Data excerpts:
▬▬▬▬▬▬

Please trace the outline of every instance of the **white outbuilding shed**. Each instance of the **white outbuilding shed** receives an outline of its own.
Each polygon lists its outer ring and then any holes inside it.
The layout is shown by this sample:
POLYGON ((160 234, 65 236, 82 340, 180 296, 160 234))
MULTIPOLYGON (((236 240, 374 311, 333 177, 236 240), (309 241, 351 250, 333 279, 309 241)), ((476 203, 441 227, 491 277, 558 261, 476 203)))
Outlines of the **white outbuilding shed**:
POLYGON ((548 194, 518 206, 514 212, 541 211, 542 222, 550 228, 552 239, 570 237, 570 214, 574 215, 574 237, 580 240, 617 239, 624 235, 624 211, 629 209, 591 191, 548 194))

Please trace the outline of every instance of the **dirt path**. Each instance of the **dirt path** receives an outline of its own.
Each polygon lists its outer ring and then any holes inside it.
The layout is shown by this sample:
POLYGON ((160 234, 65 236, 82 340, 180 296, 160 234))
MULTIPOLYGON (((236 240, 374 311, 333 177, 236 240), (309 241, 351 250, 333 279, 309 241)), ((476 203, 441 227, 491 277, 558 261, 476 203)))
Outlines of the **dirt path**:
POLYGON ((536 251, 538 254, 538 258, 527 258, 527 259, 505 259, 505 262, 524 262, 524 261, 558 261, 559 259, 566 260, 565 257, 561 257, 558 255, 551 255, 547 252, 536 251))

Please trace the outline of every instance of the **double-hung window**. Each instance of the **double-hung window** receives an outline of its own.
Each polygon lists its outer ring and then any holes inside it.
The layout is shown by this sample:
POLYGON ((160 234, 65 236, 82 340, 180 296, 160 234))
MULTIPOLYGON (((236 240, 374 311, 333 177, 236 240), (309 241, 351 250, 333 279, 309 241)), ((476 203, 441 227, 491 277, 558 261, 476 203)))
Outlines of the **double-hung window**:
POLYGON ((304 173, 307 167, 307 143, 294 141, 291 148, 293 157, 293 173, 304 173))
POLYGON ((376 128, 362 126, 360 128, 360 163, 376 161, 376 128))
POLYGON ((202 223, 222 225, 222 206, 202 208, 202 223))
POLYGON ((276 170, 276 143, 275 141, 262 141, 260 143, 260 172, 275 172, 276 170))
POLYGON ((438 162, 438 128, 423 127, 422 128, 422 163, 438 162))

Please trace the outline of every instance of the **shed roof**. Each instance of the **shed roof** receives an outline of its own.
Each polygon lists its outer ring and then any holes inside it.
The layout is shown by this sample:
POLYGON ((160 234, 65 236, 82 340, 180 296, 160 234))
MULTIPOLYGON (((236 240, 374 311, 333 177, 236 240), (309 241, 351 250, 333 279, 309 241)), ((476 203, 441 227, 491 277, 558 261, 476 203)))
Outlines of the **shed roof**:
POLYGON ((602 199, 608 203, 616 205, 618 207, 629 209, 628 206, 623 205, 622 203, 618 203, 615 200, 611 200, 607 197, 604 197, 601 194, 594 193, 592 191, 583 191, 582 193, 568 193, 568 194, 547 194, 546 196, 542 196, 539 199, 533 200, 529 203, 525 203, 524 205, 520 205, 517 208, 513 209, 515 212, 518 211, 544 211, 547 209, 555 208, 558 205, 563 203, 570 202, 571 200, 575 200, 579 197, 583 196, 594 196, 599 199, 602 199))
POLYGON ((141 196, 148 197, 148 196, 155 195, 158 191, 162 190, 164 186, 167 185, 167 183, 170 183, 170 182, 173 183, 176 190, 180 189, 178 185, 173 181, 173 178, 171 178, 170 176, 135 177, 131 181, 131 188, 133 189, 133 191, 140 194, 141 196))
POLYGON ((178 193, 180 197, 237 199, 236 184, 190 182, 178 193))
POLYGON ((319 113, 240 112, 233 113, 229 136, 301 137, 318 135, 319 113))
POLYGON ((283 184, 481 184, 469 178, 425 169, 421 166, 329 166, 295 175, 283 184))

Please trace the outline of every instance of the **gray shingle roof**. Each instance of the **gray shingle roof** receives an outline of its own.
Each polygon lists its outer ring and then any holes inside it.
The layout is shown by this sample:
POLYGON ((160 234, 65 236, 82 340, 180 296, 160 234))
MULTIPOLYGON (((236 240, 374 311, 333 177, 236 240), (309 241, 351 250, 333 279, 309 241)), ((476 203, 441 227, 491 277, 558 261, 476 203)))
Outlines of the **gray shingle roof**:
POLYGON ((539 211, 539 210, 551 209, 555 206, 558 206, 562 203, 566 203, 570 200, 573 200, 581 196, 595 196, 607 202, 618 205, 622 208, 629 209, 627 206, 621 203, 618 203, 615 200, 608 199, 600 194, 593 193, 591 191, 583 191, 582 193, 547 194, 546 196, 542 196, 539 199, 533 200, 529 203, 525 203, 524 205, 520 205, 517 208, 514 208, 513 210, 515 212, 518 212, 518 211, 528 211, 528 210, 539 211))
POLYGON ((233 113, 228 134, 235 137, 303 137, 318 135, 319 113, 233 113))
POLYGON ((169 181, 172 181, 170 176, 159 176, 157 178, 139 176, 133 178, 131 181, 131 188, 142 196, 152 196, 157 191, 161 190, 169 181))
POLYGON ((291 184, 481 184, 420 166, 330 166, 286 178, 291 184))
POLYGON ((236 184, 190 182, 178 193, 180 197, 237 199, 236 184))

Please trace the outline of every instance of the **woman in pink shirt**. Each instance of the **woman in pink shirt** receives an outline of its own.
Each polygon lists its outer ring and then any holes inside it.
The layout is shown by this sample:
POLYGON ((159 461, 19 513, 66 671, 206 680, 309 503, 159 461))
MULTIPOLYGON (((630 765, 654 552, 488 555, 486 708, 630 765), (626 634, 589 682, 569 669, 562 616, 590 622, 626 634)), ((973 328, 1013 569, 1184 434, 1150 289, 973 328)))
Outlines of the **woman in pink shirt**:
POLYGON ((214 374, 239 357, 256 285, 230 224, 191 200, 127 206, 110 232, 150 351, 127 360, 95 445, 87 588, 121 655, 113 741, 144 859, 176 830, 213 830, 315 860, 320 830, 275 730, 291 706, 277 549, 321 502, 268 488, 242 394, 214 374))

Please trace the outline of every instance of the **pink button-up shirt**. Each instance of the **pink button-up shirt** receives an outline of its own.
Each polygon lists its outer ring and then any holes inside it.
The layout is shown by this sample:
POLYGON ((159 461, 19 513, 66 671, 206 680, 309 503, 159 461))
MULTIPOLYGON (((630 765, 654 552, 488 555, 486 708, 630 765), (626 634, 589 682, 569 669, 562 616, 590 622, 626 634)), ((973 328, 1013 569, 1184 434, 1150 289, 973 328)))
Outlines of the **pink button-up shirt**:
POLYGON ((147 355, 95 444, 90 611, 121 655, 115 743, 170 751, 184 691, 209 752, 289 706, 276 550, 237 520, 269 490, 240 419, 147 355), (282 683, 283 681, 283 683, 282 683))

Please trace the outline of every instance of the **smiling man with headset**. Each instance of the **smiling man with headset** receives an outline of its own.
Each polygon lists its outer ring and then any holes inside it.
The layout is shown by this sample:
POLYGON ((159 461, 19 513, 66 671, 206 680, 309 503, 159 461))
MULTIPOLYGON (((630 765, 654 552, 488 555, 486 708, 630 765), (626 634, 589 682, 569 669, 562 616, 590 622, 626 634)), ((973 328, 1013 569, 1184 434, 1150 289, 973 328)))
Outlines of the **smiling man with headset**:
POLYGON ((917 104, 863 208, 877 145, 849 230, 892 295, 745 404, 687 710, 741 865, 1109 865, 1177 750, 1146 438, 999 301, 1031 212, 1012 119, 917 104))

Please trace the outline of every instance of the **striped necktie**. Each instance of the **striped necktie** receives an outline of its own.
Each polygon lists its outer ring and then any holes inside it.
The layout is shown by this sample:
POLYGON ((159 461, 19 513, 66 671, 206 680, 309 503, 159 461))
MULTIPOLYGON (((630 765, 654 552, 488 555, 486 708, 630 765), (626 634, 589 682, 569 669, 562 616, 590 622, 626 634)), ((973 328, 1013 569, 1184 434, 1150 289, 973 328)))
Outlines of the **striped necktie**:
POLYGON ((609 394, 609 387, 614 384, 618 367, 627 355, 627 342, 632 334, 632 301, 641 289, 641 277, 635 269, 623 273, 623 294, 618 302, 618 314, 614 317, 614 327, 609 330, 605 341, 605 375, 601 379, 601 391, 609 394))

▬▬▬▬▬▬

- _Task goal_: Reproduce exactly the lines from the beginning of the entries above up to and including the line that contains "Please trace the outline of every instance of the **double-hung".

- _Result of the exercise_:
Please trace the outline of every instance of the **white outbuilding shed**. Each instance of the **white outbuilding shed** receives an outline of its own.
Each polygon lists its outer ring and then any holes inside it.
The layout is shown by this sample:
POLYGON ((160 234, 65 236, 82 340, 180 296, 160 234))
MULTIPOLYGON (((236 240, 374 311, 333 177, 236 240), (309 241, 351 250, 333 279, 309 241)), ((476 203, 441 227, 491 277, 558 261, 476 203)))
Outlines of the **white outbuilding shed**:
POLYGON ((548 194, 518 206, 514 212, 541 211, 542 222, 550 228, 552 239, 570 237, 570 214, 574 215, 574 237, 580 240, 617 239, 624 235, 624 211, 629 209, 591 191, 548 194))

Please trace the outline of every instance of the **dirt path**. Each instance of the **dirt path** receives an outline of its own.
Each polygon lists its outer ring and then any holes inside it.
The layout is shown by this sample:
POLYGON ((160 234, 65 236, 82 340, 180 296, 160 234))
MULTIPOLYGON (((236 240, 374 311, 333 177, 236 240), (309 241, 351 250, 333 279, 309 241)), ((476 203, 441 227, 491 277, 558 261, 476 203)))
Outlines of the **dirt path**:
POLYGON ((536 251, 538 254, 538 258, 527 258, 527 259, 505 259, 505 262, 524 262, 524 261, 558 261, 559 259, 566 260, 565 257, 561 257, 558 255, 551 255, 547 252, 536 251))

Please trace the outline of every instance of the **double-hung window**. Each instance of the **double-hung window** receives an outline of its own.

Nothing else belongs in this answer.